** BEGIN **

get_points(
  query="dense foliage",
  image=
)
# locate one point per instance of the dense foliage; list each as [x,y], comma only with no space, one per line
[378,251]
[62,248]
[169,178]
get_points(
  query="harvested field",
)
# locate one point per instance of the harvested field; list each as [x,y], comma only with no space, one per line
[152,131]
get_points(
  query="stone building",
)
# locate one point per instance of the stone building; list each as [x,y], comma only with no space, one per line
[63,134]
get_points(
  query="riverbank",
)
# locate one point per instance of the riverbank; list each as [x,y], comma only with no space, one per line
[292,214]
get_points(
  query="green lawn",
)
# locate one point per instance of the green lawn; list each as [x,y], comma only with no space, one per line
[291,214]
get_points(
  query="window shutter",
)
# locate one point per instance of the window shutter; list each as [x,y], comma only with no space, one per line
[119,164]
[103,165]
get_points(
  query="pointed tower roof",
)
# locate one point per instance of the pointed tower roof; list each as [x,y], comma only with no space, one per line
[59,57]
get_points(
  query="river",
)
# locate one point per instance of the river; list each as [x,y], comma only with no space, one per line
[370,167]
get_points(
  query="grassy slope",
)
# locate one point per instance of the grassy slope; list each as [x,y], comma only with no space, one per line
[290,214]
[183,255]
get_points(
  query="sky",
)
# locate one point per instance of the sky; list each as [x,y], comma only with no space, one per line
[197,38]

** END **
** BEGIN **

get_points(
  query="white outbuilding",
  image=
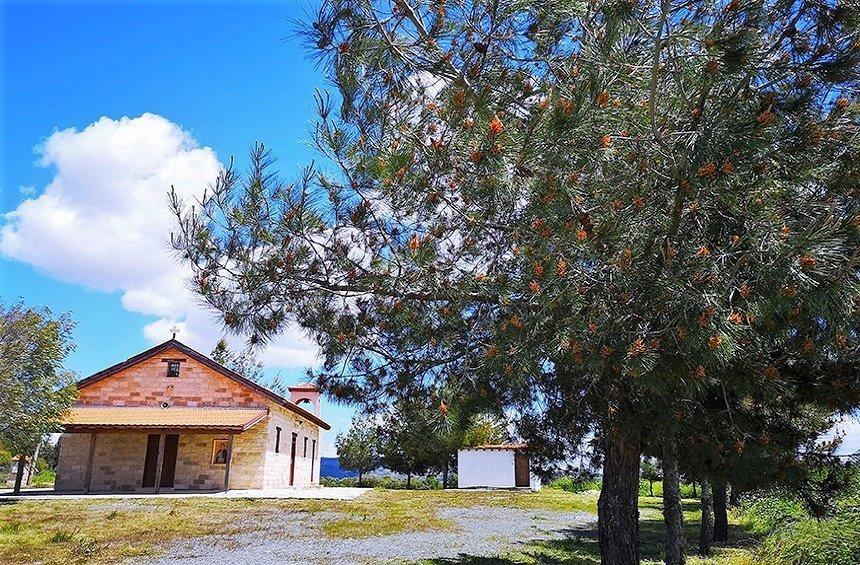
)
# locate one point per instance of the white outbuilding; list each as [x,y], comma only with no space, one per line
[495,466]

** END **

- **The task**: Count the lines of the records above that contain the string "window", matching case exactly, and state only that number.

- **Finished exercise**: 2